Reading passage:
________________________
The Candlestickmaker is now available on Amazon!

Viet Nam, drugs & rock 'n roll circa 1968, the year that everything changed. Read the Prologue here!
Rub a dub dub
Three men in a tub
And who do you think they be?
The butcher, the baker
The candlestickmaker
And all of them lost at sea.


Aboard the spy ship U.S.S. Argosy in the war-tossed waters off the coast of Vietnam, three young American sailors form an unlikely bond. Each has fled an America they were raised to love but somehow no longer understand. When forced to choose whether to face combat or stay and fight the war in the streets, they sign up for a war that reflected the conflict that raged inside each of them. The one thing of which they were certain was that the only people in the world that they could depend on were each other.
________________________
Prompt 1: Please reproduce the novel blurb above word for word, from its first line to its last.

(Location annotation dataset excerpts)
________________________
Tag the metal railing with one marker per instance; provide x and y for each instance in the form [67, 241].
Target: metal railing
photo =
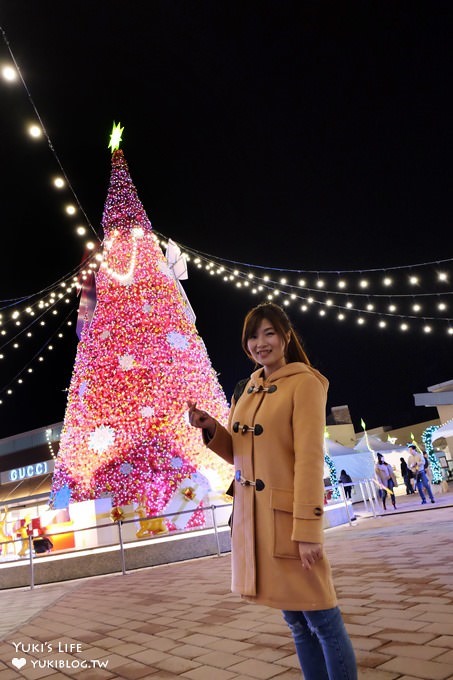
[368, 493]
[121, 542]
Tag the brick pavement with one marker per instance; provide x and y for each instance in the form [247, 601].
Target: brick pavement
[393, 574]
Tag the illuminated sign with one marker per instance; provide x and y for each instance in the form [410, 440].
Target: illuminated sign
[19, 474]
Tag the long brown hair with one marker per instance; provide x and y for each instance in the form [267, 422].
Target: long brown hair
[280, 321]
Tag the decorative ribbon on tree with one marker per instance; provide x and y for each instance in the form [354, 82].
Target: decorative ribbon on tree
[177, 263]
[126, 431]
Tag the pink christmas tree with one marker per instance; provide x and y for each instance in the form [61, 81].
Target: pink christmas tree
[139, 359]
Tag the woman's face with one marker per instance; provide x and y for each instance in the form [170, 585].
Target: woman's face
[267, 347]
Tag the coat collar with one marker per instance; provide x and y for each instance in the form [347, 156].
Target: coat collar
[295, 368]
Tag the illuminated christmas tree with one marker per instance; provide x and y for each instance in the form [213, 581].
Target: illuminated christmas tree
[139, 359]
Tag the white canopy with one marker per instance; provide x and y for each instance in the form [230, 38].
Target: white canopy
[336, 449]
[371, 441]
[445, 430]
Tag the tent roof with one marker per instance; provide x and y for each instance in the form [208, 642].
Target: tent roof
[371, 441]
[336, 449]
[445, 430]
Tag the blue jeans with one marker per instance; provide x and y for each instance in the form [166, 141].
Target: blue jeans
[422, 481]
[322, 644]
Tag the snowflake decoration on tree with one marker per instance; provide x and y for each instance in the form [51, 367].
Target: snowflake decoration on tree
[101, 438]
[177, 340]
[127, 362]
[126, 468]
[165, 269]
[147, 412]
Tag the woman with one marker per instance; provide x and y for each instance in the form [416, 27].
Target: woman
[346, 480]
[386, 480]
[274, 439]
[407, 476]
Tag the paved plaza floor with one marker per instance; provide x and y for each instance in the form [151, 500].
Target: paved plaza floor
[393, 574]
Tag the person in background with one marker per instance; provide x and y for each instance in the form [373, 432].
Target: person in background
[275, 439]
[346, 480]
[416, 463]
[427, 468]
[407, 476]
[386, 480]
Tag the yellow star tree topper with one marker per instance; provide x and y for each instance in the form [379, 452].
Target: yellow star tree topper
[115, 137]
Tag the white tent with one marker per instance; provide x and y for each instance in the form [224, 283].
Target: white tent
[358, 464]
[336, 449]
[373, 443]
[445, 430]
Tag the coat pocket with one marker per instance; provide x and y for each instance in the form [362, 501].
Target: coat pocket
[282, 524]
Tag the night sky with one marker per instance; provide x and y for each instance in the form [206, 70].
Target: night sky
[284, 135]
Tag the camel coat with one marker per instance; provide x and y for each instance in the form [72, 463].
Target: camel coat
[288, 457]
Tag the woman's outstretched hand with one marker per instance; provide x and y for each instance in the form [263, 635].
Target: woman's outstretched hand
[310, 553]
[199, 418]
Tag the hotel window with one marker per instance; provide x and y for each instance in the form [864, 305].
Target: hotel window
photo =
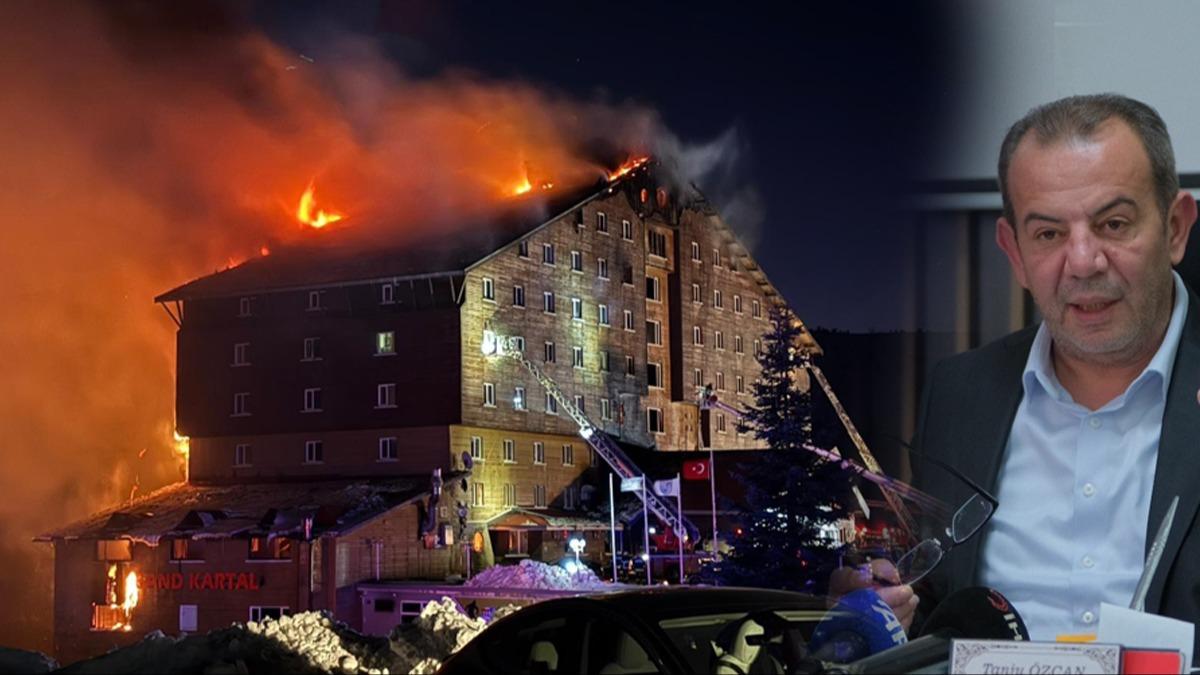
[388, 448]
[385, 395]
[658, 244]
[311, 350]
[654, 332]
[654, 375]
[652, 290]
[241, 404]
[312, 400]
[241, 353]
[654, 422]
[385, 344]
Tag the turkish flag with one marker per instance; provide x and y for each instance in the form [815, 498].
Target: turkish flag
[696, 470]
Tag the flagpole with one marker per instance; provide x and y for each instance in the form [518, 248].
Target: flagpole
[712, 488]
[683, 529]
[646, 530]
[612, 526]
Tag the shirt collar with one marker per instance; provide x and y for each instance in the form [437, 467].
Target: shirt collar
[1039, 371]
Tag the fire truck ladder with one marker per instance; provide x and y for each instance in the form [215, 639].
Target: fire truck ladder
[599, 441]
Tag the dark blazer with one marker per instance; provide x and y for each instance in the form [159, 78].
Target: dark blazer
[966, 416]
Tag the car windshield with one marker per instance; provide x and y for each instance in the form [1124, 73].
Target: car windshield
[768, 640]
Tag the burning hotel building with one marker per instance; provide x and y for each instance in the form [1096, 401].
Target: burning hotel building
[347, 428]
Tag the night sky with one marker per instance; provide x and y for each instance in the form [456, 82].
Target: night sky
[832, 109]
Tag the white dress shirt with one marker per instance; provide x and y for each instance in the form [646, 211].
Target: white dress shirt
[1074, 493]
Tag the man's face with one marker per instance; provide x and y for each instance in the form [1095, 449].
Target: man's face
[1090, 243]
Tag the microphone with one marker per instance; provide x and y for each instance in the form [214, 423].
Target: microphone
[977, 613]
[858, 626]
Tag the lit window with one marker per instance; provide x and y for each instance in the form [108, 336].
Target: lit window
[241, 353]
[654, 422]
[385, 344]
[312, 400]
[388, 448]
[385, 395]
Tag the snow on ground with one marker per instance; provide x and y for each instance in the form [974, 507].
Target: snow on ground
[533, 574]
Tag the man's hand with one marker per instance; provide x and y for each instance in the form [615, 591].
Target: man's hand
[883, 578]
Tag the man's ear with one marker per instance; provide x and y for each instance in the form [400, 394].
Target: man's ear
[1006, 238]
[1179, 225]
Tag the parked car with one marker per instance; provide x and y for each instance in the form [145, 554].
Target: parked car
[658, 629]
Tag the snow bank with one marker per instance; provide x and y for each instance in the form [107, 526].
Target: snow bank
[533, 574]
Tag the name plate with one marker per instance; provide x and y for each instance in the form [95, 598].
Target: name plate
[1007, 657]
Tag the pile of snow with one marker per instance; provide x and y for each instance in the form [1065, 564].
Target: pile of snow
[304, 643]
[533, 574]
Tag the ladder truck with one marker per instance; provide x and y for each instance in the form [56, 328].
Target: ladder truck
[496, 345]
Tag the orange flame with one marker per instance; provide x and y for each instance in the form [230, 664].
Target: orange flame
[305, 210]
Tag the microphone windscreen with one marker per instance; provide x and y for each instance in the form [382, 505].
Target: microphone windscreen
[977, 613]
[858, 626]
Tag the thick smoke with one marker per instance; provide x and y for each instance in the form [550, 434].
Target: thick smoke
[147, 144]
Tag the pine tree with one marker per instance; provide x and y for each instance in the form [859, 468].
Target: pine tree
[791, 493]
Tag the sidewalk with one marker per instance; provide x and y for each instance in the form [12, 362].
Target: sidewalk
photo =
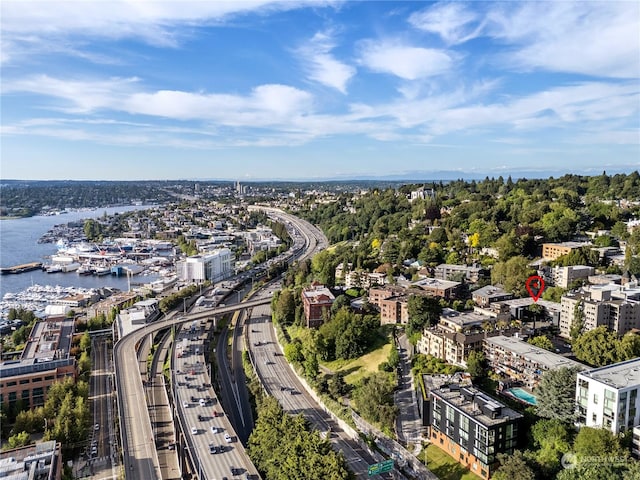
[408, 423]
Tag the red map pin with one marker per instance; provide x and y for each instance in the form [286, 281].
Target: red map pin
[535, 286]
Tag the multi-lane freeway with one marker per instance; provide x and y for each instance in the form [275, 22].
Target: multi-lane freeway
[138, 445]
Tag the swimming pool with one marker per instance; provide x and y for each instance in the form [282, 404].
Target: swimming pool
[523, 395]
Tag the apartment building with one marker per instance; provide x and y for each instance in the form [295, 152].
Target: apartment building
[471, 273]
[521, 361]
[607, 397]
[484, 296]
[551, 251]
[45, 360]
[456, 335]
[316, 301]
[565, 276]
[615, 307]
[41, 461]
[438, 288]
[472, 427]
[214, 266]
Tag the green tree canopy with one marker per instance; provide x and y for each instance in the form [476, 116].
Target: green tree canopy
[556, 394]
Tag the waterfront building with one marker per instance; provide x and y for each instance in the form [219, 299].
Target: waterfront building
[45, 360]
[607, 397]
[214, 266]
[472, 427]
[522, 362]
[456, 335]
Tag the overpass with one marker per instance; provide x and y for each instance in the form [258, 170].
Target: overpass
[140, 457]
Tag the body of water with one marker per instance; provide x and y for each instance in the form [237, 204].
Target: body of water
[19, 244]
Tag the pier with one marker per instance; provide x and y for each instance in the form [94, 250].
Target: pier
[25, 267]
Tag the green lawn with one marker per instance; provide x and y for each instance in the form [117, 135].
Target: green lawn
[445, 467]
[358, 367]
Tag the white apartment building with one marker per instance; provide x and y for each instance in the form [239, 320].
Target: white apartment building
[607, 397]
[214, 266]
[609, 305]
[565, 276]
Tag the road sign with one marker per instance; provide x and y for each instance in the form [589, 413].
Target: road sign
[381, 467]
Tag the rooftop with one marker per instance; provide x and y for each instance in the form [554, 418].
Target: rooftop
[531, 353]
[619, 375]
[476, 404]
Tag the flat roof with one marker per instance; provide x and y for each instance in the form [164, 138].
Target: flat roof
[542, 357]
[435, 283]
[469, 400]
[526, 301]
[619, 375]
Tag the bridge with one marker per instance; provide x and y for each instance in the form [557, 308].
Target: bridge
[138, 445]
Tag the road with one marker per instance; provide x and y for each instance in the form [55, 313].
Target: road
[138, 446]
[205, 423]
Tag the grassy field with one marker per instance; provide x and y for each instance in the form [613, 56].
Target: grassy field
[445, 467]
[358, 367]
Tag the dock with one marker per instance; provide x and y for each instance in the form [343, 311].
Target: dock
[25, 267]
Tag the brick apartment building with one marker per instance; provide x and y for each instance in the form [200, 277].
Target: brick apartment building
[316, 301]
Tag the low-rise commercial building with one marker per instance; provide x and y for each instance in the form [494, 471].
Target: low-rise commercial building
[607, 397]
[44, 361]
[214, 266]
[42, 461]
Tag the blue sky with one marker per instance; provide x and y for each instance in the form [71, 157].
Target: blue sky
[317, 89]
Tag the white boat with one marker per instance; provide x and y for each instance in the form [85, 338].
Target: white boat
[102, 271]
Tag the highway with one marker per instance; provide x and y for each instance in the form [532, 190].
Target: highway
[139, 453]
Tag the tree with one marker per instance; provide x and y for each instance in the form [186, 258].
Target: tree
[513, 467]
[512, 274]
[423, 312]
[476, 364]
[591, 442]
[553, 439]
[373, 398]
[597, 347]
[18, 440]
[556, 394]
[542, 341]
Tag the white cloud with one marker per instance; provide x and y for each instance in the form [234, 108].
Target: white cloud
[404, 61]
[157, 22]
[591, 38]
[324, 67]
[454, 22]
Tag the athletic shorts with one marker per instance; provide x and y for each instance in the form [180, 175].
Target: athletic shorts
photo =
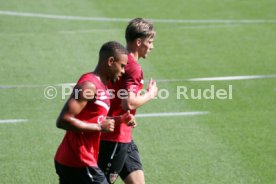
[80, 175]
[118, 159]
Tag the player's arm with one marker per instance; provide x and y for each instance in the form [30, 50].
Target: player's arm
[136, 100]
[78, 100]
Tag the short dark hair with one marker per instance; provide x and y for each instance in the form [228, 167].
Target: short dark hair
[139, 28]
[112, 48]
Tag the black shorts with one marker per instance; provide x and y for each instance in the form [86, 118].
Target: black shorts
[80, 175]
[118, 159]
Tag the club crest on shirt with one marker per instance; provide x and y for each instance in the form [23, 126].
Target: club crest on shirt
[113, 177]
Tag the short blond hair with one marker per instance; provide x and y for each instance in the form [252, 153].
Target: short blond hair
[139, 28]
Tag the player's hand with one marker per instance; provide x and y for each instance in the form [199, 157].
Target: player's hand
[129, 119]
[107, 125]
[152, 88]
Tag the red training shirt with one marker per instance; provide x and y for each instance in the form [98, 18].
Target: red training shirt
[80, 149]
[132, 80]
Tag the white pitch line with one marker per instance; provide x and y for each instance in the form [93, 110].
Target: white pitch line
[104, 19]
[225, 78]
[171, 114]
[13, 121]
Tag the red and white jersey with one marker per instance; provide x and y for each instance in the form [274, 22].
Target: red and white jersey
[80, 149]
[132, 80]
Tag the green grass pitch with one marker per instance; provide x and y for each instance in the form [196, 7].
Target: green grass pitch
[233, 144]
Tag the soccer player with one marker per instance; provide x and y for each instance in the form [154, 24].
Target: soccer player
[118, 153]
[84, 118]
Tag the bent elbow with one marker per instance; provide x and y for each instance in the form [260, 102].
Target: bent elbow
[127, 105]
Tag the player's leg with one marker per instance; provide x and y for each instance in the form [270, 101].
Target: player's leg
[135, 177]
[111, 158]
[132, 172]
[96, 174]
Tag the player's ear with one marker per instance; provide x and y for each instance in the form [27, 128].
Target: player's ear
[110, 61]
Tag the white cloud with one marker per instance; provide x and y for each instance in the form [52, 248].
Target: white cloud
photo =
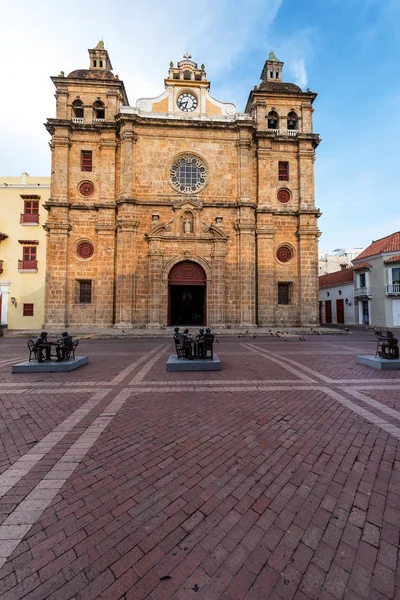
[45, 37]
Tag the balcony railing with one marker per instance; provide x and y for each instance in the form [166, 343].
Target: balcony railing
[29, 218]
[393, 289]
[27, 265]
[365, 291]
[284, 132]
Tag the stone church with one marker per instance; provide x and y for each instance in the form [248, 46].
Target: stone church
[180, 210]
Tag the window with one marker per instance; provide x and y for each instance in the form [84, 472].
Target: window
[273, 120]
[396, 275]
[188, 174]
[28, 258]
[77, 109]
[284, 293]
[31, 212]
[84, 292]
[283, 171]
[292, 120]
[99, 110]
[86, 160]
[27, 310]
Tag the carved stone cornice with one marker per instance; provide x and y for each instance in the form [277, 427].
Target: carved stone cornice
[52, 227]
[124, 225]
[56, 204]
[121, 201]
[105, 229]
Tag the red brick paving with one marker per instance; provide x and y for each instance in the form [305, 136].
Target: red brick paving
[237, 494]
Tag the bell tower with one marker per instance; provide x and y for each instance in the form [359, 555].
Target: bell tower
[272, 70]
[99, 59]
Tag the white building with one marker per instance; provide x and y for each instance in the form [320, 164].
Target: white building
[336, 298]
[377, 283]
[331, 261]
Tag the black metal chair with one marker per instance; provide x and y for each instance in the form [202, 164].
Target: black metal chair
[32, 350]
[208, 346]
[70, 350]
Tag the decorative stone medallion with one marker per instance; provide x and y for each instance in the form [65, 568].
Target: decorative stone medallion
[188, 174]
[283, 196]
[85, 250]
[86, 188]
[284, 254]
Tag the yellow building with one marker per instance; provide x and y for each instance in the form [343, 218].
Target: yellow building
[22, 251]
[180, 210]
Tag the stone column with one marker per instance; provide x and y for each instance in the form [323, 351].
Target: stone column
[245, 228]
[125, 278]
[58, 228]
[216, 289]
[308, 269]
[107, 167]
[266, 286]
[128, 140]
[57, 275]
[61, 103]
[155, 288]
[306, 175]
[60, 146]
[4, 291]
[105, 259]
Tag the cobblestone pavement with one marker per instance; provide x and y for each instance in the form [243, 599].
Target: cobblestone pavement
[277, 477]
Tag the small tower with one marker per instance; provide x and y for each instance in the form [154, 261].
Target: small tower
[272, 70]
[99, 59]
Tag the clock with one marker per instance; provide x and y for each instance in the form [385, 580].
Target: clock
[187, 102]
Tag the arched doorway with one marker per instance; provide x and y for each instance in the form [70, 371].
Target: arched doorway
[187, 294]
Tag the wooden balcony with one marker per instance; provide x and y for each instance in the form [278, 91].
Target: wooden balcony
[29, 218]
[27, 265]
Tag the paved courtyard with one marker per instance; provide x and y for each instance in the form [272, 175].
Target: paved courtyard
[277, 477]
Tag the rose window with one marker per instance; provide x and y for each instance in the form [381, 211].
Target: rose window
[85, 250]
[283, 196]
[284, 254]
[86, 188]
[188, 174]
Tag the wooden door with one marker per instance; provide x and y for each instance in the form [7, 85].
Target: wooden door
[340, 310]
[328, 311]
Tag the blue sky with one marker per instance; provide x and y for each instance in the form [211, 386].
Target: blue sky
[348, 51]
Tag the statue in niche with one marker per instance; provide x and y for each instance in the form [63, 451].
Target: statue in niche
[187, 225]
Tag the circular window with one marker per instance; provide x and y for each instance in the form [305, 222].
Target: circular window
[188, 174]
[85, 250]
[86, 188]
[284, 254]
[187, 102]
[283, 196]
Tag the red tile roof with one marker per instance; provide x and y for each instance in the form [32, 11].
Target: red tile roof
[390, 243]
[336, 278]
[392, 259]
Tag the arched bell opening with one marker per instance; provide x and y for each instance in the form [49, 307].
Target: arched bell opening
[187, 295]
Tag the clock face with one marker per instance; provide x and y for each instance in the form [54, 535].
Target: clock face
[187, 102]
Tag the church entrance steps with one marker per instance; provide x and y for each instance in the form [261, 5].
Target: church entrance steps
[111, 333]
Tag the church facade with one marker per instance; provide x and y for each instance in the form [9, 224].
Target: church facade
[180, 210]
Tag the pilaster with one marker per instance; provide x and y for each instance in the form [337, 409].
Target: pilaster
[245, 228]
[266, 285]
[128, 166]
[57, 275]
[125, 278]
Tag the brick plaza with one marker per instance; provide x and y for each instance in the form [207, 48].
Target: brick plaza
[277, 477]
________________________
Prompt 2: Find every line in the entries above that contains the string "background" and copy each of those lines out in full. Treat the match as case-sensitive.

Exercise answer 1:
The Candlestickmaker is now available on Amazon!

Viet Nam, drugs & rock 'n roll circa 1968, the year that everything changed. Read the Prologue here!
Rub a dub dub
Three men in a tub
And who do you think they be?
The butcher, the baker
The candlestickmaker
And all of them lost at sea.


Aboard the spy ship U.S.S. Argosy in the war-tossed waters off the coast of Vietnam, three young American sailors form an unlikely bond. Each has fled an America they were raised to love but somehow no longer understand. When forced to choose whether to face combat or stay and fight the war in the streets, they sign up for a war that reflected the conflict that raged inside each of them. The one thing of which they were certain was that the only people in the world that they could depend on were each other.

Exercise answer 2:
Tag the person in background with one marker per instance; provide x and y for each instance in the form [373, 432].
Target: person in background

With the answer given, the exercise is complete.